**TEXT**
According to Forbes, 15% of executives want to flatten their organizational charts to improve agility and speed up decision making. By consolidating data and packaging it into digestible insights, AI reduces hierarchies and democratizes decision making. Where once technical data could only be understood by engineers, AI makes it accessible to everyone, fostering collaboration where it wasn’t possible before and enabling decisions to be made much faster.
Unilever launched an online talent marketplace for its employees that uses AI to help them spot new opportunities and areas for upskilling. The marketplace aims to break down organizational silos and democratize learning through greater transparency and access to opportunities, while also fostering innovation. The company says it’s already seeing the benefits, citing the example of one of its US brand managers who is now working on an innovation project in Europe after using the system to find experience in another market.
Find out more about the power of predictive insights, AI decision making and the human-machine partnership that is transforming the modern business world.
AI insights have the power to fuel cross-pollination within organizational structures, transforming teams into collaborative, lean and agile units that can adapt quickly to changing environments. But it is the human mind that puts the beating heart behind AI.
“We are finding that happy balance between humans and machines working together,” explains Sharma. “AI can accelerate business transformation, uncover insights and help companies chart a course.”
Whether it’s spotting opportunities from the data or using it to drive better decision-making, companies need to empower their employees to come together and share in the benefits that AI insights can bring.

**GIVEN DATA**
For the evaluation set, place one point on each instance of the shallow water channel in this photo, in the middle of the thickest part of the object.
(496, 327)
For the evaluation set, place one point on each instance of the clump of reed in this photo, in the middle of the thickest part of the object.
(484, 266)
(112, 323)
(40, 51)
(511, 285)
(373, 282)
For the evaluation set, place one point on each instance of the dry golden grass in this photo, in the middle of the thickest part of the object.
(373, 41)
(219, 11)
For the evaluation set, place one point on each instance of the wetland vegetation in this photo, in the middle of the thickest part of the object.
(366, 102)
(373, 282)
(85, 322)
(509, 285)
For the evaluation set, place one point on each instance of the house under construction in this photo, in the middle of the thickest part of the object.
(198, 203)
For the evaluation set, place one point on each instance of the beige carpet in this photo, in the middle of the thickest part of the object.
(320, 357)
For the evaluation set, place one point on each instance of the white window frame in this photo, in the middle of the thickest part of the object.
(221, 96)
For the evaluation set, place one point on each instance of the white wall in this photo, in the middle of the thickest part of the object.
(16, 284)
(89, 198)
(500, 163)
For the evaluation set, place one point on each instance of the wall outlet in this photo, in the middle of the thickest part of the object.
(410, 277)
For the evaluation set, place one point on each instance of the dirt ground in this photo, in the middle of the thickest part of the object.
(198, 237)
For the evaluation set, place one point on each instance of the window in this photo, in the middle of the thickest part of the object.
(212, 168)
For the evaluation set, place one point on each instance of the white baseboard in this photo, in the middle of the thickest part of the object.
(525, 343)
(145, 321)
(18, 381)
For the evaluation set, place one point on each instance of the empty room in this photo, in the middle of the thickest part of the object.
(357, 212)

**OBJECTIVE**
Extract from the text on AI and decision making the passage starting at "Unilever launched an" and ending at "in another market.", copied word for word.

**OUTPUT FOR THIS TASK**
Unilever launched an online talent marketplace for its employees that uses AI to help them spot new opportunities and areas for upskilling. The marketplace aims to break down organizational silos and democratize learning through greater transparency and access to opportunities, while also fostering innovation. The company says it’s already seeing the benefits, citing the example of one of its US brand managers who is now working on an innovation project in Europe after using the system to find experience in another market.